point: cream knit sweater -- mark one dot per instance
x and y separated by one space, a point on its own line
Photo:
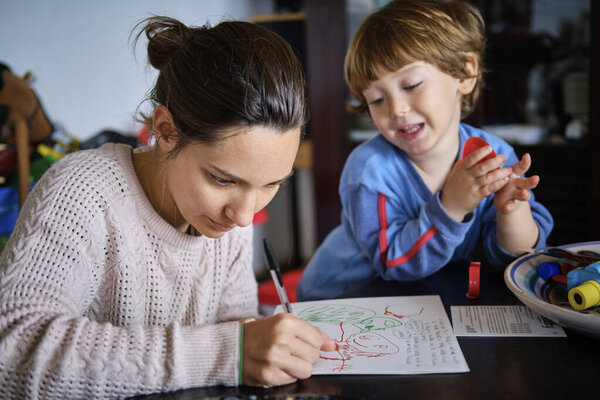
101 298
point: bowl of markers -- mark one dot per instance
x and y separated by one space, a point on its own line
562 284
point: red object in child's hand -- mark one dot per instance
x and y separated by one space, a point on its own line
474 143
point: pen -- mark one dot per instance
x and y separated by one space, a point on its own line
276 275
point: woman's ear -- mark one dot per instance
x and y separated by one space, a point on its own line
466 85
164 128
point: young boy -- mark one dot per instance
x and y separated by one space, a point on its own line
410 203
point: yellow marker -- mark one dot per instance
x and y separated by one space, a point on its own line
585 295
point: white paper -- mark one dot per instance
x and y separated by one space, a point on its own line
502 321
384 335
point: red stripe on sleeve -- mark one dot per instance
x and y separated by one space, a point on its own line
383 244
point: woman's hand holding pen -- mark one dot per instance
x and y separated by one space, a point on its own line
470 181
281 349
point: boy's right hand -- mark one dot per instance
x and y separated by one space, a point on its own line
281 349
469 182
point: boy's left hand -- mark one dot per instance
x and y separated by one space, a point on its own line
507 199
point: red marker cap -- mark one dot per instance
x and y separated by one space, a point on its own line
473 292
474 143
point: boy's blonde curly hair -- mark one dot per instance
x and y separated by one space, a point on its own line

Task:
Filter the records for lines holding the string "woman". Copy each one.

Solution for this exercise:
point: woman's ear -- mark one dot per instance
point: woman's hand holding pen -- mark one dot per instance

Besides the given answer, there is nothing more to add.